• _Selected extract_
# Water Softner



## pat3612 (Jan 29, 2008)

Hi my husband wants to put in a water softner in the house put not sure how this will affect the fish they are already used to the hard water any advice Pat also I have those new chiclids Pat


----------



## Pablo (Mar 27, 2006)

What cichlids are those?

No. water softners simply substitute a sodium ion into the water. Its not a softener. Its just softer to YOUR human perception. The high sodium will eventually hurt your fish.


----------



## pat3612 (Jan 29, 2008)

Pablo said:


> What cichlids are those?
> 
> No. water softners simply substitute a sodium ion into the water. Its not a softener. Its just softer to YOUR human perception. The high sodium will eventually hurt your fish.


Ok thanks there is one electric blue about 4 ins one electric yellow and theres a little black one Iam trying to figure out looks like a female peacock. There was another electric blue in there a big one which Ive moved to a rubbermaid contanier as he was harrasing the other fish. Pat


----------



## Windowlicka (Mar 5, 2008)

I keep African Cichlids - they prefer hard water, which is fine with us in Aurora - our water comes out of the faucet in chunks!

We installed a softener a couple of years back, but made sure we also installed a "bypass" so that we can route "around" the softener as necessary, and use un-softened water for watering the yard, washing the cars or (as it turns out now) conducting water changes on our tanks.

• _Data segment_

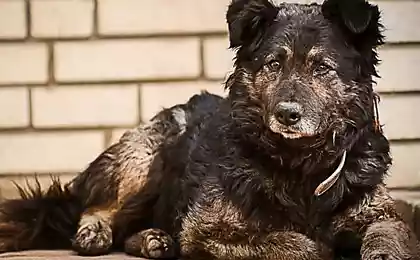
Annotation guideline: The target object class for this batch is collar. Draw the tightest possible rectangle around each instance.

• _Aim 1_
Translate this sentence from the water softener thread into Spanish: "The high sodium will eventually hurt your fish."
• _Aim 2_
In the water softener thread, what did Windowlicka install along with the softener so that unsoftened water could still be used?
• _Aim 3_
Proceed with the water softener thread from where it stops.

• _Right answer 1_
El alto contenido de sodio acabará dañando a tus peces.

• _Right answer 2_
A bypass that routes water around the softener.

• _Right answer 3_
----------



## Riceburner (Mar 14, 2008)

agreed...always give yourself options. just have the softener water routed to laundry, bathroom and kitchen and leave the rest untreated...outside taps, one source for fish, etc.


----------



## pat3612 (Jan 29, 2008)

Ok thanks that sounds good Pat.


----------



## dekstr (Oct 23, 2007)

I've been running water that's been treated through a sodium-salt softener for months now... lol crap.


----------



## wtac (Mar 17, 2006)

The extra $$$ spent on potassium chloride (KCl) salt to recharge the resin instead of sodium chloride (NaCl), the potassium ions that are echanged for calcium and magnesium ions will not only benefit plants but for people as well .

JM2C/HTH


----------



## Darkblade48 (Jan 28, 2008)

wtac said:


> The extra $$$ spent on potassium chloride (KCl) salt to recharge the resin instead of sodium chloride (NaCl), the potassium ions that are echanged for calcium and magnesium ions will not only benefit plants but for people as well .
> 
> JM2C/HTH


Do you know where you can find these KCl salts for water softeners? I usually go to Home Depot and don't see them...or maybe I'm just blind 

Also, is the price significantly more? I don't think my parents would be willing to spend more money for my fish


----------



## pat3612 (Jan 29, 2008)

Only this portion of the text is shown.